* begin INPUT ROWS *
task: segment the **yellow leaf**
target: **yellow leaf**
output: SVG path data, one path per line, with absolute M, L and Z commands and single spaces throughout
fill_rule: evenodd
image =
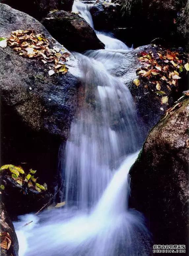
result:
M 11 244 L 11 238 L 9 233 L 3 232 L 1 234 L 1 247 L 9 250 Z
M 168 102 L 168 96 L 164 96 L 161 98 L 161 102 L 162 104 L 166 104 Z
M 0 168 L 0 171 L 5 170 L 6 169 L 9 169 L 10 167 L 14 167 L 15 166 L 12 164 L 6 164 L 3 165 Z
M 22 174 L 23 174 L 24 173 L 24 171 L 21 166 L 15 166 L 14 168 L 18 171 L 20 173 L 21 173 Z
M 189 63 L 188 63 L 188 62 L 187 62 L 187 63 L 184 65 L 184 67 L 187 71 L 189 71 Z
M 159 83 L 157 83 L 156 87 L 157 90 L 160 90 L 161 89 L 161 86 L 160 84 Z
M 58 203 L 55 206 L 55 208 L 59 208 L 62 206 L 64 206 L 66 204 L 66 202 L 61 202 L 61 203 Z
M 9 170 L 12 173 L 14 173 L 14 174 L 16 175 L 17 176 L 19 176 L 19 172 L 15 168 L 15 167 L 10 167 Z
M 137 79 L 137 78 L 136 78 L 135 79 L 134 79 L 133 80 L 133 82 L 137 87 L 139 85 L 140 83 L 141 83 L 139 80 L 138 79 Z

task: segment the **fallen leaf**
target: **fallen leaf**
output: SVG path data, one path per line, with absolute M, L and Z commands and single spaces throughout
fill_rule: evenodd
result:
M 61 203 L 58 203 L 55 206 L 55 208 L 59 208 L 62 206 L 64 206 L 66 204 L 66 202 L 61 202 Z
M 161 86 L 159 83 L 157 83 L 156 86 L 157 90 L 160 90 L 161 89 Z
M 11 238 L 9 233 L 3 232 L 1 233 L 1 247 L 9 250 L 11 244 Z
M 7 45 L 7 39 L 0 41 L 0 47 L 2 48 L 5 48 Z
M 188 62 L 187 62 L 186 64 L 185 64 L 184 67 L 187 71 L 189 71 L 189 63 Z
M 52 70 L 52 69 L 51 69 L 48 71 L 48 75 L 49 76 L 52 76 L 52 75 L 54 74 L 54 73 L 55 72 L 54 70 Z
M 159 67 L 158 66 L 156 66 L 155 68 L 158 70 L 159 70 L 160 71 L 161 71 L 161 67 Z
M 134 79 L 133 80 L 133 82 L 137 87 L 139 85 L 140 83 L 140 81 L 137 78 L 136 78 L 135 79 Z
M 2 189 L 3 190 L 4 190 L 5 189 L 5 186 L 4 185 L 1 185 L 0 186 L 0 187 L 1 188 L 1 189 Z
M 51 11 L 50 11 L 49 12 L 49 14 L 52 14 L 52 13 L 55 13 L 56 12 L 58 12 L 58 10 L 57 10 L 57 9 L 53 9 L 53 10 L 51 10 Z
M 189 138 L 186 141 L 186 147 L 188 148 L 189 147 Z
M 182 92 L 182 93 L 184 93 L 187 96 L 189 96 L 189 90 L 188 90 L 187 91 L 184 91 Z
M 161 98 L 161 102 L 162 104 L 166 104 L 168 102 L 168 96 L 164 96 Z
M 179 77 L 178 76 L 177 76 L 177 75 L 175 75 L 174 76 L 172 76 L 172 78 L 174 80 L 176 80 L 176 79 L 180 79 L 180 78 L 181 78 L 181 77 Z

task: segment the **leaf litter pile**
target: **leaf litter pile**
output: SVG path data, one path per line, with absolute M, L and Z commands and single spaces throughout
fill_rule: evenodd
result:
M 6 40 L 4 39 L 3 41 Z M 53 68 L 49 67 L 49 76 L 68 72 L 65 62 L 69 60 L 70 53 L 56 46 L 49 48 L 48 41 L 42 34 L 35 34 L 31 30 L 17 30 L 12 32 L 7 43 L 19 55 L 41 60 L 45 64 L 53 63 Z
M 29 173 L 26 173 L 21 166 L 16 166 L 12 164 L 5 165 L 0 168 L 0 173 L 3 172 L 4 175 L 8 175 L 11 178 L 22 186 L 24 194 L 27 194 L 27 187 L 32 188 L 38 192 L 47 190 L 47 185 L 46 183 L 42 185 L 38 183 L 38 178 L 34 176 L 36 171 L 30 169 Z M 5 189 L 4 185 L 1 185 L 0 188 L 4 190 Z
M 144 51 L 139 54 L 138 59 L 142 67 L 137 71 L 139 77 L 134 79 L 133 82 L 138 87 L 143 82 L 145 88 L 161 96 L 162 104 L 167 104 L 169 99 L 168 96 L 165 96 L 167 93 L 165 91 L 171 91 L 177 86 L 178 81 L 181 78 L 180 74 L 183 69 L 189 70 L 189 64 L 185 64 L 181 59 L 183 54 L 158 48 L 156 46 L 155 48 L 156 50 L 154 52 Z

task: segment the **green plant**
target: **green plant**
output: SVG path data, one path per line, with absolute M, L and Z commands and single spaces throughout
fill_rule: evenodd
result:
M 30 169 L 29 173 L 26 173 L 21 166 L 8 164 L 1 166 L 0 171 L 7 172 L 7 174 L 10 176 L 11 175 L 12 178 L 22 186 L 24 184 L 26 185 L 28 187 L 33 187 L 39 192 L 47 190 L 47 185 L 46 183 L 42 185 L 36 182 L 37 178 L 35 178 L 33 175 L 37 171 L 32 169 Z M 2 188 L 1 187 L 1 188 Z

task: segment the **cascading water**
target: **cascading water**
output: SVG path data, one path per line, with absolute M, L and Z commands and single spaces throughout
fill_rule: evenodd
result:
* end INPUT ROWS *
* begin INPUT ROWS *
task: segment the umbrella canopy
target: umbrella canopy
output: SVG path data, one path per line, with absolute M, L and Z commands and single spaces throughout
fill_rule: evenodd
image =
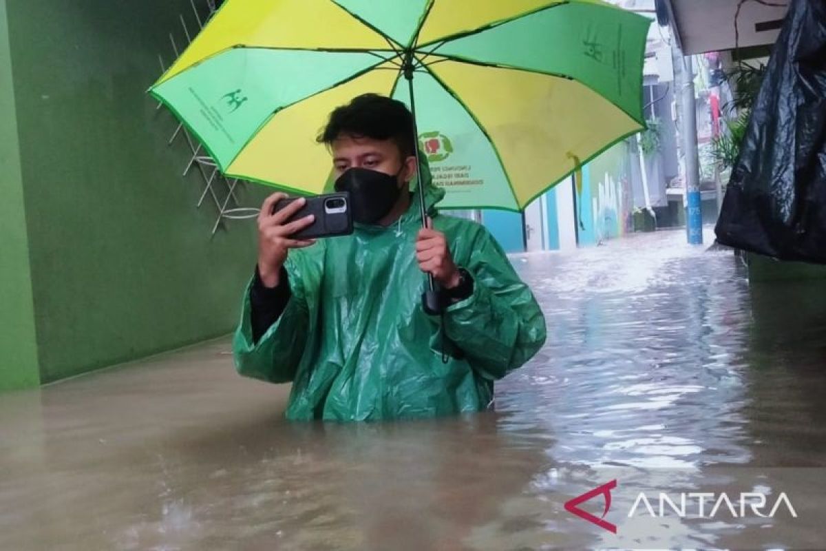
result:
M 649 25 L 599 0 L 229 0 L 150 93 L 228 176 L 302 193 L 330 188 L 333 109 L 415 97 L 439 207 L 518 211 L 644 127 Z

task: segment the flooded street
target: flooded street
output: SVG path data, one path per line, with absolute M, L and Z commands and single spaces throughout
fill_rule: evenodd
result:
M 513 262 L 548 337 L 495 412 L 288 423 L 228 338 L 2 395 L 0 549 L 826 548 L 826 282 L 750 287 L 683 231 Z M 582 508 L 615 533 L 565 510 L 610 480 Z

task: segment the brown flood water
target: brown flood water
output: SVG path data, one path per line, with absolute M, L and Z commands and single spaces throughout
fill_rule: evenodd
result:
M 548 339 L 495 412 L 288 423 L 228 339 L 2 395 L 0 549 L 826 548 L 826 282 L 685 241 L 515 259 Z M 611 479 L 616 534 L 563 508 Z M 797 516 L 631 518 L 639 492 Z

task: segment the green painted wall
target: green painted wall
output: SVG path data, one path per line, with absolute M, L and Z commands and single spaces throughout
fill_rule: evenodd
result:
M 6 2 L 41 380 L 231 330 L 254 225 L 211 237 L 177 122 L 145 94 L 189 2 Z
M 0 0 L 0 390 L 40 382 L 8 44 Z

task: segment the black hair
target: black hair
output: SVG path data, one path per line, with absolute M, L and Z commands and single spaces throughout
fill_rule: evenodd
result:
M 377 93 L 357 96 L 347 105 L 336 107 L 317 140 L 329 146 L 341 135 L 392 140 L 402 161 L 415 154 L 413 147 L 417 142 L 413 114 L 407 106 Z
* end INPUT ROWS *
- **DIRECTIONS**
Please arrange the data from the line containing "task: segment the umbrella canopy" through the line containing "M 0 0 L 0 390 L 40 382 L 8 44 Z" as a two-column CSV headed "prompt" and "mask". Each row should pair the text of one segmentation with its answer paths, with each value in a single quoted field, line breaks replaced by spaces, and the pictures left out.

- **WRITTEN ANSWER**
prompt,mask
"task: segment the umbrella canopy target: umbrella canopy output: SVG path data, one path per line, with absolute M, L and Z commands and single spaces throughout fill_rule: evenodd image = result:","M 649 25 L 599 0 L 229 0 L 150 93 L 228 176 L 302 193 L 330 188 L 333 109 L 415 97 L 439 207 L 518 211 L 644 127 Z"
"task: segment the flooded street target: flooded street output: SVG path data, one path per line, with absolute M, L and Z commands and single spaces throughout fill_rule: evenodd result:","M 513 262 L 548 337 L 495 412 L 288 423 L 228 338 L 2 395 L 0 549 L 826 548 L 826 282 L 750 287 L 683 231 Z M 582 508 L 615 533 L 565 510 L 610 480 Z"
"task: segment the brown flood water target: brown flood water output: SVG path data, one path per line, with absolute M, L and Z commands and single spaces throughout fill_rule: evenodd result:","M 548 339 L 495 412 L 288 423 L 228 339 L 2 395 L 0 549 L 826 548 L 826 282 L 685 241 L 515 259 Z M 611 479 L 616 534 L 563 508 Z M 797 516 L 631 518 L 639 492 Z"
"task: segment the green painted wall target: green painted wall output: SVG path data, one path per line, with absolute M, L and Z commands and single spaces throughout fill_rule: evenodd result:","M 6 2 L 41 380 L 231 330 L 254 225 L 211 237 L 177 122 L 145 94 L 189 2 Z M 0 0 L 0 390 L 40 382 L 8 44 Z"